**TO DO**
**a.** Please reproduce the stretch of the forum thread on MetaPhlAn and phyloseq from "GraPhlAn does not" through "(I think successfully).", keeping every word as it appears.
**b.** Using the forum thread on MetaPhlAn and phyloseq, decide whether each statement agrees with it, and give yes or no along with the words from the thread that settle it: (i) GraPhlAn generates a phylogenetic tree; (ii) a phylogenetic tree is required for the Shannon measure; (iii) StrainPhlAn is aimed at producing intra-species phylogenies.
**c.** Write the next part of the forum thread on MetaPhlAn and phyloseq, picking up after its final sentence.

**EXTRACTED TEXT**
^^^^

Thanks to anyone for assistance of any sort!

Hi Jacob,

Yes, you can definitely import the MetaPhlAn abundance table into phyloseq. As you pointed out, you can import those using the otu_table function, you can extract the taxonomic table from the same abundance table since you can use the taxonomy labels from the first column to build the 7-column table for tax_table. However, the phylogenetic tree is not required for performing some of the alpha/beta diversity measures (e.g. Shannon or BrayCurtis).

For an easy data import into phyloseq you should have a look at this R function from Import a table of MetaPhlAn taxonomic abundances into phyloseq (github.com) which also provides a phylogenetic tree built using all the reference genomes considered by MetaPhlAn2 (you can find it in the Bioconductor - curatedMetagenomicData package).

GraPhlAn does not generate a phylogenetic tree, it is a visualization tool for producing annotated circular trees.

Yes, you are right, StrainPhlAn does produces tree, but the tools is aimed to produce intra-species phylogenies.

Feel free to ask here any question!

Thank you so much for your response! I’d tried using metaphlantopython before, but had gotten an error and so had moved on to investigating other methods and considering other causes for error messages. Because of your direction, i went back and troubleshot the method, and was able to find a post that let me run the code (I think successfully).

^^^^

Collection entries:

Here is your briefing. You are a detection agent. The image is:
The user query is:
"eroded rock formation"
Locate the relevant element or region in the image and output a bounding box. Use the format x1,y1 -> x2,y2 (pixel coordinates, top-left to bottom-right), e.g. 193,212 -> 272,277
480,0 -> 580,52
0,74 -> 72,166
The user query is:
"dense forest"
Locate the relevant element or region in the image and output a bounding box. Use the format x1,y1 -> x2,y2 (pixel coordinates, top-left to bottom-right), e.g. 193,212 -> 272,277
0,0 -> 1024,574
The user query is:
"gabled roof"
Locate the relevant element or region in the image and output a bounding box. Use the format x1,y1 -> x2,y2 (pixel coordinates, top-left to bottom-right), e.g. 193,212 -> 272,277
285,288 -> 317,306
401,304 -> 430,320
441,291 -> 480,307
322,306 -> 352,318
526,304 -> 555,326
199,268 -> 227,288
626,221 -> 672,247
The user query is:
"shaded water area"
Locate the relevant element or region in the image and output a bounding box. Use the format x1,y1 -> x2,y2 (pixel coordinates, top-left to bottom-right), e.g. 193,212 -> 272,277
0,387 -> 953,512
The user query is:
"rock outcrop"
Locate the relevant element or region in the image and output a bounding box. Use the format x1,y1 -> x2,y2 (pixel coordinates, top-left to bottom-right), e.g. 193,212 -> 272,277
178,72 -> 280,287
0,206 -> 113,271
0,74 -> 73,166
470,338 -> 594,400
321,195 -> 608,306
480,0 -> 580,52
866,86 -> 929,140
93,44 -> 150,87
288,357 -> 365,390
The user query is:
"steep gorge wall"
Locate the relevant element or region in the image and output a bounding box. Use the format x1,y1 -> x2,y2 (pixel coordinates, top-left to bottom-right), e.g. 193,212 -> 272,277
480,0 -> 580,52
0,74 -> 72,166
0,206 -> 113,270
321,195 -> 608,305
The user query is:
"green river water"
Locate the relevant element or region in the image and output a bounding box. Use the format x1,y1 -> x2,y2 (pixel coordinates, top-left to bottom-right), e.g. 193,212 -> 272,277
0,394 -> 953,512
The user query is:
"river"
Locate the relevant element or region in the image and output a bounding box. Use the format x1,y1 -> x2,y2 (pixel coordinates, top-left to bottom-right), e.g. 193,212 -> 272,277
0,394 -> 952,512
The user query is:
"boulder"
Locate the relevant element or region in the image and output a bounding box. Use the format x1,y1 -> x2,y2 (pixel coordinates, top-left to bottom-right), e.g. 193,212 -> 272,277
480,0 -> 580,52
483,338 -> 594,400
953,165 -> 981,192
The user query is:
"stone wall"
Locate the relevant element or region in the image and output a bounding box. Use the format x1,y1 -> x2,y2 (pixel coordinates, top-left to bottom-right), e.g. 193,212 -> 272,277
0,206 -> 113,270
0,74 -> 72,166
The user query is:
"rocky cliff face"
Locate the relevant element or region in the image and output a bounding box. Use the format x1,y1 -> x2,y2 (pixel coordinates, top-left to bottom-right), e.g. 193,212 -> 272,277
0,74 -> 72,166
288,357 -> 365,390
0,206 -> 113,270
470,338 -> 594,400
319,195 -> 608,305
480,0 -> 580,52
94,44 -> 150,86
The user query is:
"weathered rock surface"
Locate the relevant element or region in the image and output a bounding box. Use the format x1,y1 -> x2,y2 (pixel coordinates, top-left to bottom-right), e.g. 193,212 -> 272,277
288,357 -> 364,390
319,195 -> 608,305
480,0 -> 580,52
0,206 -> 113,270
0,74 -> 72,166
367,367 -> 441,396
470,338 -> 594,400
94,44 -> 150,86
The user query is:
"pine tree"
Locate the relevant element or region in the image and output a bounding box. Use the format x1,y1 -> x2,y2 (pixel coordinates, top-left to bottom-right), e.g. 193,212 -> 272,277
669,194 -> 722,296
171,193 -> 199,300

^^^^

**ANSWERS PER TASK**
**a.**
GraPhlAn does not generate a phylogenetic tree, it is a visualization tool for producing annotated circular trees.

Yes, you are right, StrainPhlAn does produces tree, but the tools is aimed to produce intra-species phylogenies.

Feel free to ask here any question!

Thank you so much for your response! I’d tried using metaphlantopython before, but had gotten an error and so had moved on to investigating other methods and considering other causes for error messages. Because of your direction, i went back and troubleshot the method, and was able to find a post that let me run the code (I think successfully).

**b.**
(i) No: "GraPhlAn does not generate a phylogenetic tree"
(ii) No: "the phylogenetic tree is not required for performing some of the alpha/beta diversity measures (e.g. Shannon or BrayCurtis)"
(iii) Yes: "the tools is aimed to produce intra-species phylogenies"

**c.**
My metaphlantophyloseq object is in the screenshot below. In addition to creating the base object, I’ve worked today also to include some metadata. Ultimately I’d like to be able to group samples according to metadata (eg sex of study subject from which a sample was taken), and then calculate within (alpha) and between (beta) diversity using those groups. I’m still troubleshooting this metadata step; for some reason, when I use merge_phyloseq to append sample data to my metaphlantophyloseq output, I lose a couple samples, down to 85 from 89.

Putting that aside, though, the main followup issue I’d love to pick your brain about is again more conceptual. When I try to get alpha diversity from phyloseq (following this tutorial), I get the error below:

Looking at my initial merged metaphlan output (a screenshot of which is embedded within my initial post) I believe I have relative abundances, not absolute, and that might be what’s causing me trouble here. Is it true, as per this post, that I’d need absolute abundances for calculating alpha diversity using phyloseq? This other forum seems to imply that I can calculate the diversity metrics I’m interested in from relative abundance using qiime2. I see in googling that there are means of transporting the phyloseq object I’ve created into qiime2 (one example). Before I set down that path, though, I wanted to check whether my understanding of restrictions around use of relative abundance in phyloseq was accurate. Does qiime2 seem like a solid next move, or is there another option I don’t know to consider?

Thanks again for your help in response to my last post!!

Yes, this is right. Since phyloseq was designed to be used with amplicon data, it requires to use counts data. You can predict read counts with MetaPhlAn if you run it with the option -t rel_ab_w_read_stats, or otherwise, you can use the imported matrix as input for other packages like vegan or just use a custom function implementing an alpha diversity measure. I don’t see the point of exporting to qiime2 since it will anyhow requires counts values.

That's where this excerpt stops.